#### [Excerpted data]

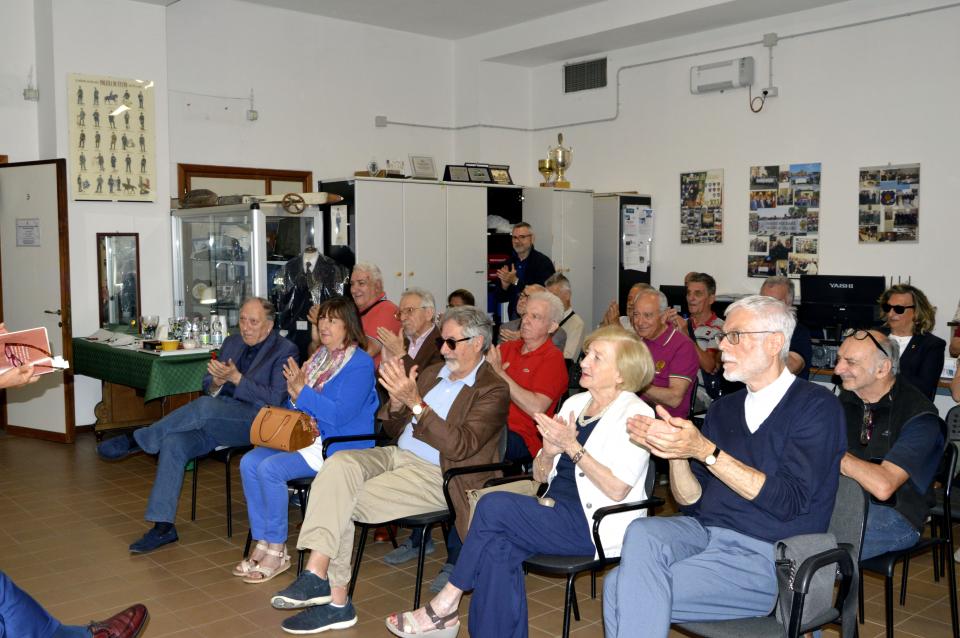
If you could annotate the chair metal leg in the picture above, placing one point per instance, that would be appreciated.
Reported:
(421, 555)
(364, 528)
(229, 497)
(569, 600)
(193, 503)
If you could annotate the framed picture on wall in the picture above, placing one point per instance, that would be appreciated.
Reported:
(456, 173)
(480, 174)
(500, 173)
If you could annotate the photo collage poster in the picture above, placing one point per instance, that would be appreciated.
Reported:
(112, 133)
(784, 220)
(889, 203)
(701, 207)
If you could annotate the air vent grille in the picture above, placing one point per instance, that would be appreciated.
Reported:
(581, 76)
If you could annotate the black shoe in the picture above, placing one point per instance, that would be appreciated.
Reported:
(154, 539)
(308, 590)
(118, 448)
(318, 619)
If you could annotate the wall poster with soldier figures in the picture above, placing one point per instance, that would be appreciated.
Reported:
(784, 220)
(112, 135)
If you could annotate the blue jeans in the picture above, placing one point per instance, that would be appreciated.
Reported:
(21, 615)
(676, 570)
(194, 430)
(886, 531)
(265, 473)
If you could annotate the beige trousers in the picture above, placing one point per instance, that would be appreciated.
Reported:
(373, 485)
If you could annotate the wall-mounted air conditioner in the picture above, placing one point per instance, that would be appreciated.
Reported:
(718, 76)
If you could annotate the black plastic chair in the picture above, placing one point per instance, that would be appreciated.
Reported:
(225, 455)
(847, 524)
(570, 566)
(940, 540)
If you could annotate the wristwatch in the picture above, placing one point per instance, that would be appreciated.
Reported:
(712, 457)
(419, 408)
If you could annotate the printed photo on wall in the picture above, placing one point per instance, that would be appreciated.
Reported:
(889, 203)
(111, 128)
(784, 220)
(701, 207)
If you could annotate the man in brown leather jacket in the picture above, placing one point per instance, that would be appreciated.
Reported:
(446, 416)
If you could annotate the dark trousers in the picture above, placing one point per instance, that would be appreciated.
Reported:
(506, 530)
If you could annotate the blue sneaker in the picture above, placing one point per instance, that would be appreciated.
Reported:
(406, 551)
(308, 590)
(154, 539)
(118, 448)
(318, 619)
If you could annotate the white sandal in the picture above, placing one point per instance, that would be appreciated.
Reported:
(267, 573)
(247, 565)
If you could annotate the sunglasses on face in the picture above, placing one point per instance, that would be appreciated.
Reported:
(451, 343)
(860, 335)
(897, 309)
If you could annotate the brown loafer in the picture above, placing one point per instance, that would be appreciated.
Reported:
(126, 624)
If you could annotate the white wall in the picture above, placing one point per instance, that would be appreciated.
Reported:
(123, 39)
(863, 96)
(318, 85)
(18, 117)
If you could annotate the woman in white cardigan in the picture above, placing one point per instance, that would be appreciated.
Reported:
(588, 461)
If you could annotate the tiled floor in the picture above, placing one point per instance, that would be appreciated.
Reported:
(68, 518)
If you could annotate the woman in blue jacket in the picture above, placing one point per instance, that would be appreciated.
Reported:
(337, 388)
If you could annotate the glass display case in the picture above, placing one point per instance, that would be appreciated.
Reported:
(224, 254)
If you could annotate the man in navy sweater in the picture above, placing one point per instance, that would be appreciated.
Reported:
(765, 467)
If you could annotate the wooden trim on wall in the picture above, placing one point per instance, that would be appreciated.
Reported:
(185, 172)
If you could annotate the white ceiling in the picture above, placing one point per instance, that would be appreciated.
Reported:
(456, 19)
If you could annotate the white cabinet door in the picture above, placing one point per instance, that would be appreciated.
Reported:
(424, 238)
(576, 251)
(466, 243)
(380, 231)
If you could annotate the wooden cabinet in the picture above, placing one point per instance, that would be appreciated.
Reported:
(563, 223)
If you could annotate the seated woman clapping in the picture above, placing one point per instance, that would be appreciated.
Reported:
(336, 387)
(588, 461)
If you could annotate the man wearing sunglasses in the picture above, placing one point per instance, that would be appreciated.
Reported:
(526, 265)
(894, 440)
(446, 416)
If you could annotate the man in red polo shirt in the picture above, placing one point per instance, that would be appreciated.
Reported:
(534, 369)
(674, 355)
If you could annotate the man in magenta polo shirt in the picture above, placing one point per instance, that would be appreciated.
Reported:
(674, 355)
(366, 288)
(534, 369)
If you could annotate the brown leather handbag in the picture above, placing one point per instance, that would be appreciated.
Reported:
(281, 429)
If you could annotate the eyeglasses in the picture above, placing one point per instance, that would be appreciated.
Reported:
(860, 335)
(866, 427)
(897, 309)
(451, 343)
(734, 335)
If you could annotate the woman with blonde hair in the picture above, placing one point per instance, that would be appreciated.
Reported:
(909, 319)
(588, 462)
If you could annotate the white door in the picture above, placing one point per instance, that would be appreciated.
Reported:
(425, 238)
(379, 206)
(35, 282)
(466, 242)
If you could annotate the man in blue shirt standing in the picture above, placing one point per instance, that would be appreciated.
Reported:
(894, 441)
(764, 467)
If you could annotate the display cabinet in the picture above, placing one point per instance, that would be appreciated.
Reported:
(224, 254)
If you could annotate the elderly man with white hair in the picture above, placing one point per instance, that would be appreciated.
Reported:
(534, 369)
(765, 467)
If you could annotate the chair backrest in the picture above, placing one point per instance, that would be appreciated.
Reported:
(849, 514)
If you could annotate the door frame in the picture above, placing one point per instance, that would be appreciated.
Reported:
(66, 327)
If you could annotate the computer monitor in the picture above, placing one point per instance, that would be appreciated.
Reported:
(676, 298)
(833, 303)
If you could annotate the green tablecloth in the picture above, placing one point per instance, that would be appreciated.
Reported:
(157, 376)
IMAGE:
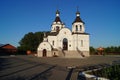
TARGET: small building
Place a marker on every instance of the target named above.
(64, 42)
(7, 49)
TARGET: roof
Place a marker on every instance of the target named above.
(81, 33)
(57, 19)
(53, 33)
(78, 19)
(2, 45)
(7, 46)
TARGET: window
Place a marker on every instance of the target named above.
(81, 43)
(57, 28)
(53, 43)
(76, 28)
(80, 27)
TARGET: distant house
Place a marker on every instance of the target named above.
(7, 49)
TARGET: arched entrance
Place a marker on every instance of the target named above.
(44, 52)
(65, 44)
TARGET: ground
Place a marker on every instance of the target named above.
(22, 67)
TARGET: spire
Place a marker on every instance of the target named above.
(45, 37)
(57, 13)
(77, 13)
(78, 19)
(57, 19)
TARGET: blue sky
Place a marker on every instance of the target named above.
(101, 17)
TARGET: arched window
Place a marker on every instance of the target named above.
(80, 27)
(81, 43)
(53, 43)
(65, 44)
(57, 28)
(76, 28)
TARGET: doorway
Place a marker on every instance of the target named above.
(65, 44)
(44, 52)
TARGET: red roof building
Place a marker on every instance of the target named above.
(7, 49)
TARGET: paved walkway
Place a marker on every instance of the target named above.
(34, 68)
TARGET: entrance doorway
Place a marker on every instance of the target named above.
(65, 44)
(44, 52)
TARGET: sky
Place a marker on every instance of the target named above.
(101, 17)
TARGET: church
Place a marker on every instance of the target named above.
(63, 42)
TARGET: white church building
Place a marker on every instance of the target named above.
(62, 42)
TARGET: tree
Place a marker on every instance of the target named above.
(92, 50)
(30, 41)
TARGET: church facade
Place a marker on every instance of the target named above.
(63, 42)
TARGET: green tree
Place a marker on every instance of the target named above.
(92, 50)
(30, 41)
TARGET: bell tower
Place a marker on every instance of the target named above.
(57, 24)
(78, 24)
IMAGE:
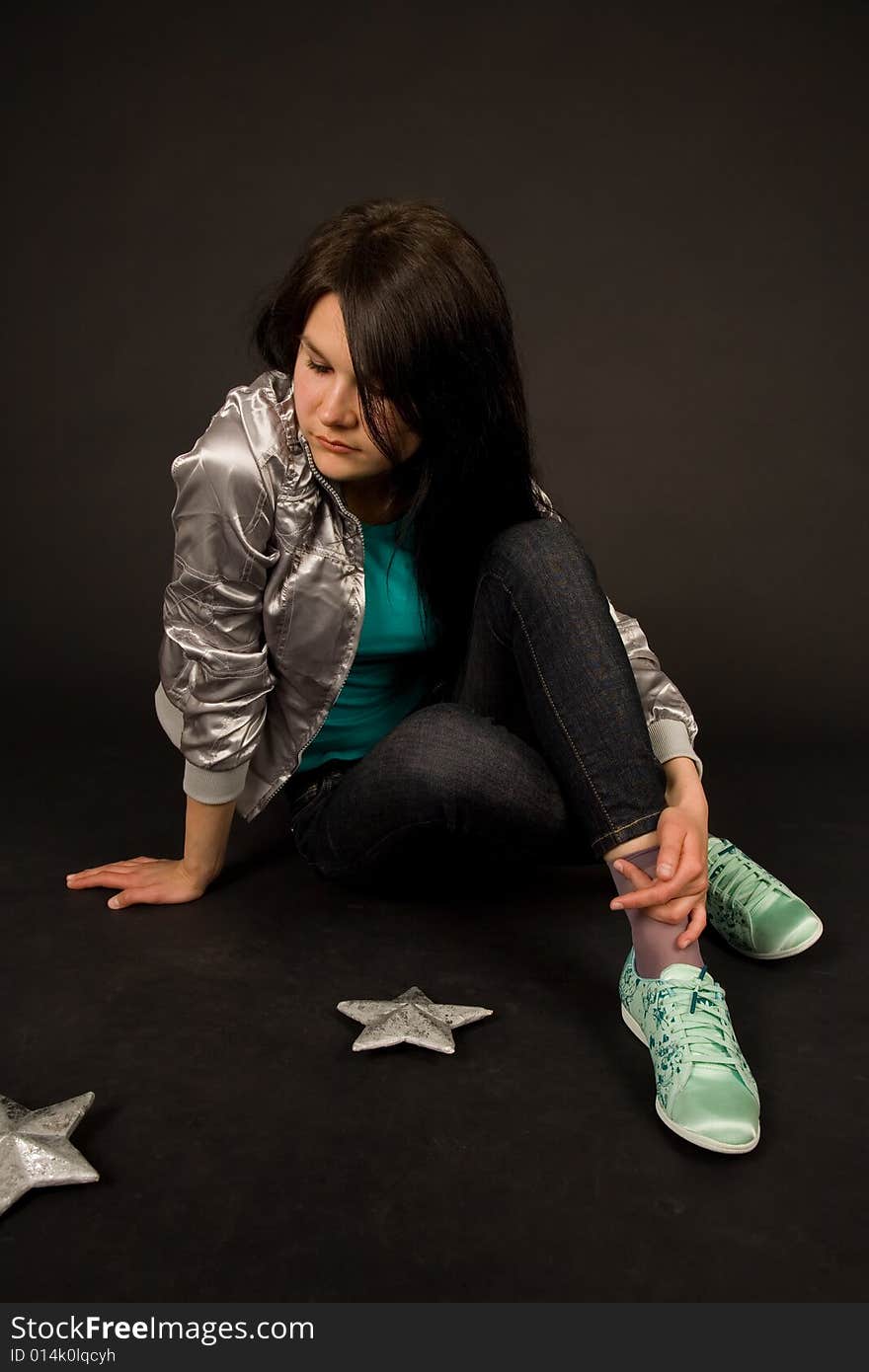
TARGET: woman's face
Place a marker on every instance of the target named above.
(327, 401)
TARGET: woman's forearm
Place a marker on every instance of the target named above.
(206, 837)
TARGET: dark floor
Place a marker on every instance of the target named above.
(247, 1153)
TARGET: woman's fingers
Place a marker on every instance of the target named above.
(628, 869)
(134, 897)
(113, 869)
(671, 855)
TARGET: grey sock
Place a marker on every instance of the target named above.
(655, 946)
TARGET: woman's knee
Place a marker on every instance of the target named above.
(538, 544)
(432, 752)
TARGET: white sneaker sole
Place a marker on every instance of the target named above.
(773, 956)
(699, 1139)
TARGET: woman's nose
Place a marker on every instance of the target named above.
(338, 404)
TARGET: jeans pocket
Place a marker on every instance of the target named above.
(306, 808)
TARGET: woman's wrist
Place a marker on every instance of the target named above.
(682, 781)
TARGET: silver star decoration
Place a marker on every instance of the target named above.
(35, 1149)
(409, 1019)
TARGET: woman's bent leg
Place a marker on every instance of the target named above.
(546, 658)
(446, 787)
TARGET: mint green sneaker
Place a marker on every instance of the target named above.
(753, 911)
(703, 1087)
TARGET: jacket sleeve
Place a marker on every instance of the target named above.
(668, 714)
(214, 675)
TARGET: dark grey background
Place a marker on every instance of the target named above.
(675, 199)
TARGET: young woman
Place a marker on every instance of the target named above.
(378, 615)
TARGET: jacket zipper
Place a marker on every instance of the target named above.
(358, 524)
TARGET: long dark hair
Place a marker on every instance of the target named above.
(429, 328)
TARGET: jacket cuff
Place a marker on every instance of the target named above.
(203, 784)
(671, 738)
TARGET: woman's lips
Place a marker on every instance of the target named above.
(337, 447)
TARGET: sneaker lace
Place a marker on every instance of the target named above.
(741, 881)
(704, 1017)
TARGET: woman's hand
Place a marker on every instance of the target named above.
(678, 890)
(143, 881)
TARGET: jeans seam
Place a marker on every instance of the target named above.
(612, 833)
(555, 710)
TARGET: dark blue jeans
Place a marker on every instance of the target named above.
(541, 753)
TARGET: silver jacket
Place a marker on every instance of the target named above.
(264, 611)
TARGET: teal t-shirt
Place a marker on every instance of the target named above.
(390, 672)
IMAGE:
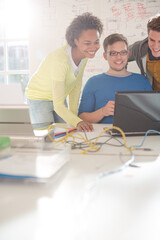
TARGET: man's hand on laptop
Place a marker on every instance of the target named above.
(108, 109)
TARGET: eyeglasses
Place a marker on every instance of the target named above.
(115, 53)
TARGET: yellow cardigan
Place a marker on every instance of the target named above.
(54, 81)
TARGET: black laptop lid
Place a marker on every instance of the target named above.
(137, 111)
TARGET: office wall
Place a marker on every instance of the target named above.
(51, 17)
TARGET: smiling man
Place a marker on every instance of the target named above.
(147, 53)
(97, 102)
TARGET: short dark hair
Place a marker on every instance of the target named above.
(80, 23)
(154, 24)
(115, 37)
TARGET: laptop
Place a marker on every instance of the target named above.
(136, 112)
(15, 119)
(15, 123)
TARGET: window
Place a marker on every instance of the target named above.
(14, 41)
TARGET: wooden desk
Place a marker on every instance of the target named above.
(123, 206)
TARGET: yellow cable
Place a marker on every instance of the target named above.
(90, 144)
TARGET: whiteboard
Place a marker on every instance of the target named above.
(51, 18)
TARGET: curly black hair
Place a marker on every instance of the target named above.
(82, 22)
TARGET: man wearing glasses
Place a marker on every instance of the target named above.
(97, 102)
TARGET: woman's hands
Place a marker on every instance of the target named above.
(85, 126)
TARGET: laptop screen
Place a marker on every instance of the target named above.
(137, 111)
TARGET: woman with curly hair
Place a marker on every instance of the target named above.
(60, 75)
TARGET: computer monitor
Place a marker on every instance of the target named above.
(137, 111)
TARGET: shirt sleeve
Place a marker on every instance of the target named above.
(60, 92)
(87, 103)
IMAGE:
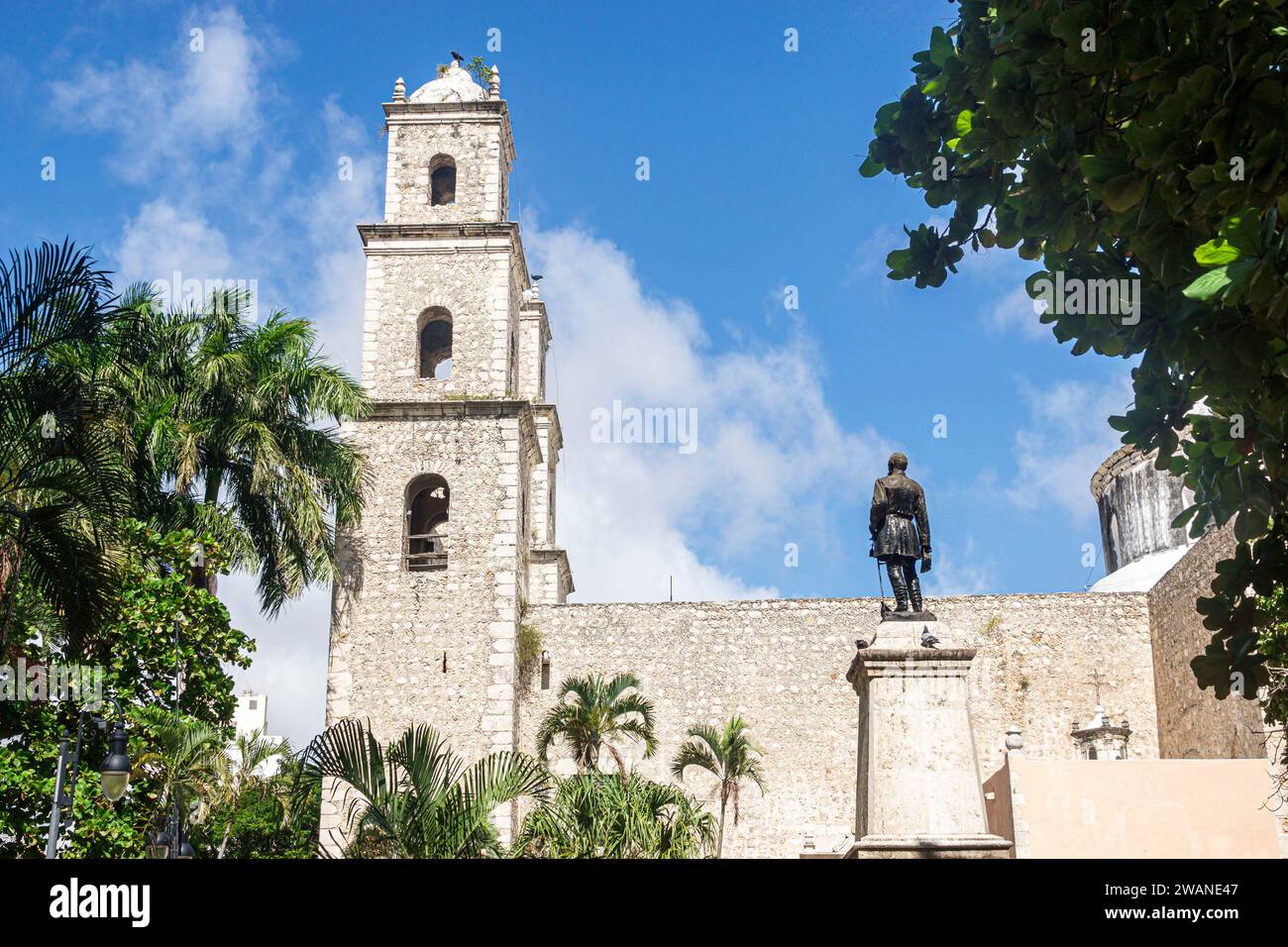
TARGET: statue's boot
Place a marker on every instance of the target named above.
(914, 591)
(900, 586)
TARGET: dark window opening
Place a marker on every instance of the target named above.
(442, 180)
(436, 344)
(428, 501)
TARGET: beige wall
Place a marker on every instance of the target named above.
(1193, 723)
(782, 665)
(1133, 809)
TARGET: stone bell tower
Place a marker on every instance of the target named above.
(458, 528)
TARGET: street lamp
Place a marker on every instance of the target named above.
(114, 775)
(115, 772)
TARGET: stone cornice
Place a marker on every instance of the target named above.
(410, 234)
(450, 112)
(1115, 464)
(537, 311)
(557, 556)
(552, 415)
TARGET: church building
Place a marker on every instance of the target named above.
(451, 605)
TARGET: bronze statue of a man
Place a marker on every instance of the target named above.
(901, 532)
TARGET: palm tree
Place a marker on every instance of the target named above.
(245, 772)
(597, 712)
(222, 421)
(596, 815)
(188, 761)
(728, 755)
(60, 482)
(415, 797)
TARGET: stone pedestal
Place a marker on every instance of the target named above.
(919, 792)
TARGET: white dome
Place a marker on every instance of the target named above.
(454, 85)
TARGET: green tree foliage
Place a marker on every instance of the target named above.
(136, 650)
(415, 797)
(590, 712)
(729, 755)
(60, 480)
(1274, 646)
(231, 428)
(244, 772)
(604, 815)
(1142, 141)
(261, 823)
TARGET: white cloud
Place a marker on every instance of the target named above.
(1065, 442)
(175, 112)
(161, 240)
(226, 200)
(961, 571)
(1016, 312)
(771, 459)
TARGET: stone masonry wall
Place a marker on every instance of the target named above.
(391, 629)
(1193, 723)
(476, 140)
(475, 282)
(781, 664)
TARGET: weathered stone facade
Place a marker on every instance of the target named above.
(434, 639)
(781, 664)
(439, 644)
(1194, 724)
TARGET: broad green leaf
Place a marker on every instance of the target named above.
(940, 47)
(1216, 253)
(1207, 285)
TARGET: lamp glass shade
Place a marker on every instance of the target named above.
(116, 775)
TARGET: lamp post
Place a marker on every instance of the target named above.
(114, 775)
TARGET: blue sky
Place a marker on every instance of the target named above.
(662, 292)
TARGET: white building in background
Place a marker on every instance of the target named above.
(252, 716)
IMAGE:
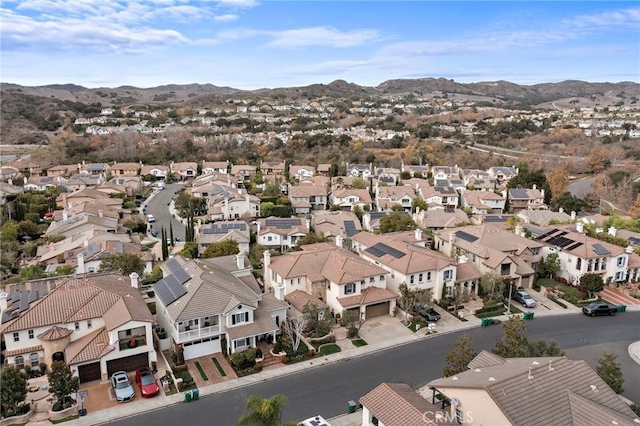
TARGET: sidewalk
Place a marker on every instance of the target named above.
(141, 406)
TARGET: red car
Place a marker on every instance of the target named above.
(147, 382)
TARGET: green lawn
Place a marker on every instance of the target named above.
(359, 342)
(328, 349)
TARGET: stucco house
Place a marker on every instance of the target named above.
(337, 276)
(98, 324)
(201, 303)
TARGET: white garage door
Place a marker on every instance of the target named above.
(200, 348)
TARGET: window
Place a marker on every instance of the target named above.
(34, 360)
(240, 318)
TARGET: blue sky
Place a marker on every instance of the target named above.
(250, 44)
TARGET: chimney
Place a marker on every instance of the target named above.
(240, 260)
(80, 268)
(3, 301)
(134, 279)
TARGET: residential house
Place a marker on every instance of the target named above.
(334, 224)
(158, 171)
(493, 249)
(243, 172)
(41, 183)
(281, 233)
(216, 232)
(486, 394)
(218, 167)
(98, 324)
(200, 304)
(503, 175)
(398, 404)
(334, 275)
(126, 169)
(521, 199)
(301, 172)
(440, 218)
(418, 267)
(308, 195)
(388, 196)
(348, 199)
(483, 202)
(580, 254)
(184, 170)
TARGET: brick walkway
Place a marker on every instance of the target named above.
(210, 370)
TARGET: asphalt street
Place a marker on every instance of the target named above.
(326, 390)
(158, 206)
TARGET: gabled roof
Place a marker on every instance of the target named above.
(523, 388)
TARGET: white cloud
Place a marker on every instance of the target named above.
(322, 36)
(229, 17)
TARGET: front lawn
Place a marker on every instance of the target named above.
(328, 349)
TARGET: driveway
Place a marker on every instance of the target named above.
(158, 206)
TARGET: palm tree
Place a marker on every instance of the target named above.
(263, 411)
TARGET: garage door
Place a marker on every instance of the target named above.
(89, 372)
(201, 348)
(377, 310)
(130, 363)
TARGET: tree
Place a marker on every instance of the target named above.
(263, 411)
(293, 328)
(221, 248)
(514, 342)
(591, 283)
(552, 264)
(14, 390)
(396, 222)
(126, 263)
(62, 383)
(459, 356)
(609, 370)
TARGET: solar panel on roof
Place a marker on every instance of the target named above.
(600, 249)
(466, 237)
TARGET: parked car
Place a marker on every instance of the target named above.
(426, 312)
(147, 382)
(599, 308)
(122, 386)
(525, 299)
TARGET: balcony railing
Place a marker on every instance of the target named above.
(197, 333)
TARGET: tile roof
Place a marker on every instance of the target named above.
(397, 404)
(368, 296)
(77, 298)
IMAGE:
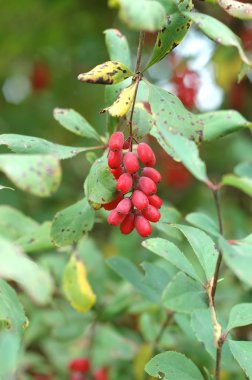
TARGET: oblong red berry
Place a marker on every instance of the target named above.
(124, 183)
(147, 186)
(146, 154)
(131, 163)
(114, 218)
(124, 206)
(111, 205)
(155, 200)
(128, 224)
(139, 200)
(151, 213)
(152, 174)
(143, 226)
(116, 141)
(115, 159)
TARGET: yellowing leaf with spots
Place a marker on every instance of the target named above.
(175, 29)
(76, 286)
(110, 72)
(123, 102)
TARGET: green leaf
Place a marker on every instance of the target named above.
(36, 174)
(183, 294)
(14, 265)
(12, 324)
(172, 366)
(171, 253)
(110, 72)
(14, 224)
(76, 286)
(117, 46)
(146, 15)
(173, 32)
(238, 258)
(237, 9)
(35, 145)
(203, 247)
(166, 107)
(100, 185)
(70, 224)
(242, 352)
(74, 122)
(240, 315)
(218, 32)
(204, 222)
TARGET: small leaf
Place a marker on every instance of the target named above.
(242, 352)
(237, 9)
(218, 32)
(74, 122)
(70, 224)
(76, 286)
(117, 46)
(146, 15)
(122, 104)
(173, 366)
(110, 72)
(171, 253)
(37, 174)
(183, 294)
(240, 315)
(14, 265)
(100, 185)
(173, 32)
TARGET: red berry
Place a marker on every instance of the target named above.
(115, 159)
(143, 226)
(111, 205)
(146, 155)
(117, 172)
(155, 201)
(139, 200)
(124, 183)
(124, 206)
(147, 186)
(114, 218)
(151, 213)
(116, 141)
(79, 365)
(128, 224)
(152, 174)
(131, 163)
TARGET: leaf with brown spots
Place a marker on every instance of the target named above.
(110, 72)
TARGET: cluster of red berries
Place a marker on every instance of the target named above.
(80, 370)
(136, 204)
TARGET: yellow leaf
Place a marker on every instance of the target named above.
(76, 286)
(110, 72)
(123, 102)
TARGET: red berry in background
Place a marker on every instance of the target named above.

#### [Exercise goal]
For the word "brown", report how many lines of the records contain it; respond with the number only.

#### [Response box]
4